The answer should contain each record below, repeated exactly.

**** Data for this task ****

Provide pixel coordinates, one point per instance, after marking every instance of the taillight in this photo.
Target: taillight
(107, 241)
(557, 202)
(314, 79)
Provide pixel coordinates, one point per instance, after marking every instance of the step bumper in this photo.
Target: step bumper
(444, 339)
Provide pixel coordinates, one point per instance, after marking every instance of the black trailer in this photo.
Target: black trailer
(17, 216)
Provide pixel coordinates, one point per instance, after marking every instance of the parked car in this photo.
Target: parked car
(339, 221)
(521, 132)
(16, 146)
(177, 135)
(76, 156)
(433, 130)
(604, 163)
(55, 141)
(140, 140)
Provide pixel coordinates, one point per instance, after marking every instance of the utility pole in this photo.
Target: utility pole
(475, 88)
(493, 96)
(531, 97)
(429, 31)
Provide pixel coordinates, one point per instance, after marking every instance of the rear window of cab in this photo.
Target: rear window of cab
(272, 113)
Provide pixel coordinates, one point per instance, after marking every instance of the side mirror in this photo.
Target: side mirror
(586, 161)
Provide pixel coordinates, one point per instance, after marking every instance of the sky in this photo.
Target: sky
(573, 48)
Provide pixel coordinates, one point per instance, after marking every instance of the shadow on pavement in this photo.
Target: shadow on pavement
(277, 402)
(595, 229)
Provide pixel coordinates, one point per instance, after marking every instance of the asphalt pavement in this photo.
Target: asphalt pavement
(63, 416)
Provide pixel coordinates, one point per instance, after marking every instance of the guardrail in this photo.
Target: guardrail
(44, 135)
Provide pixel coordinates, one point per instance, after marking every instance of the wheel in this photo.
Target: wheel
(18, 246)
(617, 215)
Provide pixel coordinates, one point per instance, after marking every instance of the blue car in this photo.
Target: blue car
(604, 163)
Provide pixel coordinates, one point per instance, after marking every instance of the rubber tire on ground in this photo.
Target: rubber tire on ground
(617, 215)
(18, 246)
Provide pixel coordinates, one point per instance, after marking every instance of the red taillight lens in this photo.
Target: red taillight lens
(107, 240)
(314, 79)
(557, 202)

****

§ **Task solution**
Provide pixel coordinates, one point per instance, after marking every instance of the taillight in this photo.
Target: taillight
(107, 241)
(557, 202)
(314, 79)
Provide pixel coordinates, one point per instance, after marking every instance of the step bumper in this photo.
Target: step bumper
(444, 339)
Provide pixel coordinates, one point per instance, after marking every instance of the black trailer in this photo.
Target: black trailer
(17, 216)
Provide pixel coordinates, one point per instance, after marking every instance of the parked car in this photo.
Target: parked car
(339, 221)
(521, 132)
(16, 146)
(177, 135)
(76, 156)
(433, 130)
(604, 163)
(55, 141)
(140, 140)
Provide pixel coordinates, one point per instance, after marking every instance of the utility pole in this photo.
Target: utility pole
(475, 88)
(493, 96)
(531, 97)
(429, 31)
Provide pixel coordinates, one point per instance, after marking every instance of the rear window of cab in this photo.
Target: rear window of cab
(272, 113)
Provide pixel coordinates, one point per instance, after marking every instance of the side mirror in this photo.
Target: side mirror
(586, 161)
Provide pixel coordinates, one point per instance, after marking every instance of the sky in this photo.
Target: sky
(573, 48)
Provide pixel coordinates, one point per instance, after marking every instance of the shadow on pavement in this photo.
Target: shadow on pavement
(277, 402)
(595, 229)
Provide pixel coordinates, one point per instance, after marking every instance of the asphalt pavement in this photo.
Target: asphalt pavement
(63, 416)
Provide pixel coordinates, one point per instance, after marking every instance of the guardrail in this photo.
Target: guardrail
(44, 135)
Provide pixel coordinates, one point per instance, after marking every instance of the wheel in this photo.
Target: wheel
(18, 246)
(617, 215)
Provide pixel coordinates, one point per instance, after marking every instance of the blue car in this photo.
Target: blue car
(604, 163)
Provide pixel coordinates, one point per instance, after marking every instance of the rubber tire on ground in this photo.
Target: rubber tire on ground
(617, 215)
(18, 246)
Provide pixel coordinates, one point per instance, after marking every instance of the red taillight lens in this photo.
Target: red taillight lens
(107, 240)
(314, 79)
(557, 202)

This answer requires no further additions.